#### Work order
Lines below starting with the line with "Query: van side mirror" and going on through the line with "Target: cluster of rock" must be output exactly; the rest of the records must be left out.

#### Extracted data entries
○ ○ ○ ○ ○

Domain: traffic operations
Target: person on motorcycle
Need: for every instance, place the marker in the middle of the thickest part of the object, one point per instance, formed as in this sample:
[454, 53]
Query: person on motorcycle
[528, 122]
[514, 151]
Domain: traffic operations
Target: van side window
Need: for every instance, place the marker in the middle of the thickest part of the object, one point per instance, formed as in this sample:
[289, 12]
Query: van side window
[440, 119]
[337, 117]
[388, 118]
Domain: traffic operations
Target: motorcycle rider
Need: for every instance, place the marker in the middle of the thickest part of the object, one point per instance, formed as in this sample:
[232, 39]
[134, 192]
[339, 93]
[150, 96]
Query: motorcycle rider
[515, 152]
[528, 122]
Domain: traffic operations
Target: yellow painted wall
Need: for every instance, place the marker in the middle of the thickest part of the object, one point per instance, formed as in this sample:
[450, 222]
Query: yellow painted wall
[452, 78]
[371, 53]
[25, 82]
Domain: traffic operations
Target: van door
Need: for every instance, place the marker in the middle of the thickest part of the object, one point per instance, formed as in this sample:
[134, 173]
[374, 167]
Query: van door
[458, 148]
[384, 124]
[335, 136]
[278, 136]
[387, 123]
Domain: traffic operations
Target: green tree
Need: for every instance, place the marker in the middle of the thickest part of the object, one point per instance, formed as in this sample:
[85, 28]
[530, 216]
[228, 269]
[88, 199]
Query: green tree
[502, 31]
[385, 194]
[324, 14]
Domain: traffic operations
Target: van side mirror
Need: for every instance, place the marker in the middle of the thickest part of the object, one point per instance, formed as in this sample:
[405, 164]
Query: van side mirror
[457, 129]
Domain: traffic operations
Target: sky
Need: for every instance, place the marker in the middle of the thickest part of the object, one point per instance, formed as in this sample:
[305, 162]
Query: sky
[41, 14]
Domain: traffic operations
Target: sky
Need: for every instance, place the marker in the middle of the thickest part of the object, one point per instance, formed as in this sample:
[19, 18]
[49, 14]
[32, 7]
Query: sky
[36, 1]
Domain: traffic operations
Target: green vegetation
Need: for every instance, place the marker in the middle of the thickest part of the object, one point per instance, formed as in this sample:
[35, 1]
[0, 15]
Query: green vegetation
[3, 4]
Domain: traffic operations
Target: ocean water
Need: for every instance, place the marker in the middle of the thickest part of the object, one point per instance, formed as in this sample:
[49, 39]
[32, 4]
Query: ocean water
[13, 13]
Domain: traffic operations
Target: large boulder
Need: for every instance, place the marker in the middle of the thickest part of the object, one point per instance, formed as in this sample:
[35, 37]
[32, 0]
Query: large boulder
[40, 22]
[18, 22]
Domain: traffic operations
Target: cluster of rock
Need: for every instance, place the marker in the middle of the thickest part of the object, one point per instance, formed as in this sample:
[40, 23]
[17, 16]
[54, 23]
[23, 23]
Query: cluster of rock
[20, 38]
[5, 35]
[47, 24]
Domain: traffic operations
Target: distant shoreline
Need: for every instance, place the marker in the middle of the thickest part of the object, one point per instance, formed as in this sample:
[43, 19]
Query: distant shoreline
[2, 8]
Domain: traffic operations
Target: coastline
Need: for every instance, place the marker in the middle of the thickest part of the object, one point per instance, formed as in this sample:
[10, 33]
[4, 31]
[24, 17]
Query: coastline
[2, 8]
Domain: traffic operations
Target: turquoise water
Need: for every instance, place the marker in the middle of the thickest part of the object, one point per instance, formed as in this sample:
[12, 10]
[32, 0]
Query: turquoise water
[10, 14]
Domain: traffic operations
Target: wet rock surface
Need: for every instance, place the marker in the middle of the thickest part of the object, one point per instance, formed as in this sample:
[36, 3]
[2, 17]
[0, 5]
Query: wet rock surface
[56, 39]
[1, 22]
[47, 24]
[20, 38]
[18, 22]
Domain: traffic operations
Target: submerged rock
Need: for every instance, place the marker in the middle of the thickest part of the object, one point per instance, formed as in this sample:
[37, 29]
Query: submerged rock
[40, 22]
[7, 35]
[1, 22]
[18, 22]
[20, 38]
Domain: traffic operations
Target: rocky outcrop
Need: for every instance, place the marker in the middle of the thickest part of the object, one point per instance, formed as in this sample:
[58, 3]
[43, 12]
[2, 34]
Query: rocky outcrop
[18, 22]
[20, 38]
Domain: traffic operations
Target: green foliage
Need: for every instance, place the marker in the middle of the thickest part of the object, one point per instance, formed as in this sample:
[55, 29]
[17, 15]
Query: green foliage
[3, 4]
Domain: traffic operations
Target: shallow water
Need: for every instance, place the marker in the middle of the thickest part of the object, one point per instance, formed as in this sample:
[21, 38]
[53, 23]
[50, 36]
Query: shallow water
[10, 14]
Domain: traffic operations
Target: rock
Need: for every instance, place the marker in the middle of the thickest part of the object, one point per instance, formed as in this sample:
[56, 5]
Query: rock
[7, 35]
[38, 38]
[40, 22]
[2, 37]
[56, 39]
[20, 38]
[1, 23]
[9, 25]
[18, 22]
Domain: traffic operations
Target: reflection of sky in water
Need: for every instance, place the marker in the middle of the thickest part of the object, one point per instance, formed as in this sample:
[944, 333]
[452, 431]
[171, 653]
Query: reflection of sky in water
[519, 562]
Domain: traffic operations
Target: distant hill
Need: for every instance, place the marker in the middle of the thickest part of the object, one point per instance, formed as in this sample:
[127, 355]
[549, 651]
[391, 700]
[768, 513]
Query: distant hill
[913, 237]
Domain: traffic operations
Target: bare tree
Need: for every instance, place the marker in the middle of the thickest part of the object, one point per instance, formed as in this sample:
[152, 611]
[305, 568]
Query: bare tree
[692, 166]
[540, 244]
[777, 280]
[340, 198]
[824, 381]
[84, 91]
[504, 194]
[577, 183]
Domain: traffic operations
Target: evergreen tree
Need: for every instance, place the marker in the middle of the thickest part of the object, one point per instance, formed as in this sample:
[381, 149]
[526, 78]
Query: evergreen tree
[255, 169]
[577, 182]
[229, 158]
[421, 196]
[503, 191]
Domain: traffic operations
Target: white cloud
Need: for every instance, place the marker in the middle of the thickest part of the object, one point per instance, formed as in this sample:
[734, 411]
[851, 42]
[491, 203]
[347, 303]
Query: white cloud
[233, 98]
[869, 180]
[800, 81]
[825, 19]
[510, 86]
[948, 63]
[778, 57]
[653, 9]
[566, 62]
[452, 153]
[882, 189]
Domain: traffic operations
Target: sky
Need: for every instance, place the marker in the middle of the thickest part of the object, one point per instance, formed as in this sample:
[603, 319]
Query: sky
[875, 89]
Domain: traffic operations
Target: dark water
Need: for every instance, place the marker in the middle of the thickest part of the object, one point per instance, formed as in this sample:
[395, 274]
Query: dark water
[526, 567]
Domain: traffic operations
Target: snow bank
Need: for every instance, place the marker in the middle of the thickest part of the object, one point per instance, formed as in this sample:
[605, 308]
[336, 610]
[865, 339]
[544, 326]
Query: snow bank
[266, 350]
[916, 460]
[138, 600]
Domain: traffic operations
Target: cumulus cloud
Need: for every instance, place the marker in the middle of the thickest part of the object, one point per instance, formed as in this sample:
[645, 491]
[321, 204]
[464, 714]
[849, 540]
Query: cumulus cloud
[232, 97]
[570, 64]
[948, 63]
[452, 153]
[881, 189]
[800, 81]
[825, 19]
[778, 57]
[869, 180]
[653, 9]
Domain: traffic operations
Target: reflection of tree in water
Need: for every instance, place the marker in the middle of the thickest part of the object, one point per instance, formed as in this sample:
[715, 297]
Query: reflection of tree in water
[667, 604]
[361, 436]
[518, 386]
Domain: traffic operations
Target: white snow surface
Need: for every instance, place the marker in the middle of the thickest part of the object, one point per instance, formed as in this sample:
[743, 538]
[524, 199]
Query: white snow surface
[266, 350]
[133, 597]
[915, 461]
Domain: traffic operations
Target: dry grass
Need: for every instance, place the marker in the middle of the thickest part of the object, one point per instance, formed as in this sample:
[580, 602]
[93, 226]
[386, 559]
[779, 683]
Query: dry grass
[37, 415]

○ ○ ○ ○ ○

#### Solution to this task
Query: van side mirror
[457, 129]
Domain: traffic operations
Target: sky
Need: for every instance, place the marker in the middle of the thickest part of the object, one point per instance, formed as in this sample:
[305, 162]
Query: sky
[41, 14]
Domain: traffic operations
Target: sky
Need: for every instance, place the marker in the middle of the thickest part of the object, one point per instance, formed as in this sample:
[19, 18]
[49, 14]
[32, 7]
Query: sky
[36, 1]
Domain: traffic operations
Target: green vegetation
Need: for every instance, place the marker in the middle of the thickest part of the object, one point per instance, formed as in this sample:
[35, 1]
[0, 15]
Query: green vegetation
[3, 4]
Domain: traffic operations
Target: ocean water
Need: for every instance, place the marker in the middle of the thickest part of the object, one point per instance, formed as in this sample:
[49, 39]
[32, 4]
Query: ocean water
[13, 13]
Domain: traffic operations
Target: large boulder
Need: for every instance, place the marker in the middle of the thickest part of the object, one point per instance, formed as in this sample:
[35, 37]
[32, 0]
Query: large boulder
[40, 22]
[18, 22]
Domain: traffic operations
Target: cluster of rock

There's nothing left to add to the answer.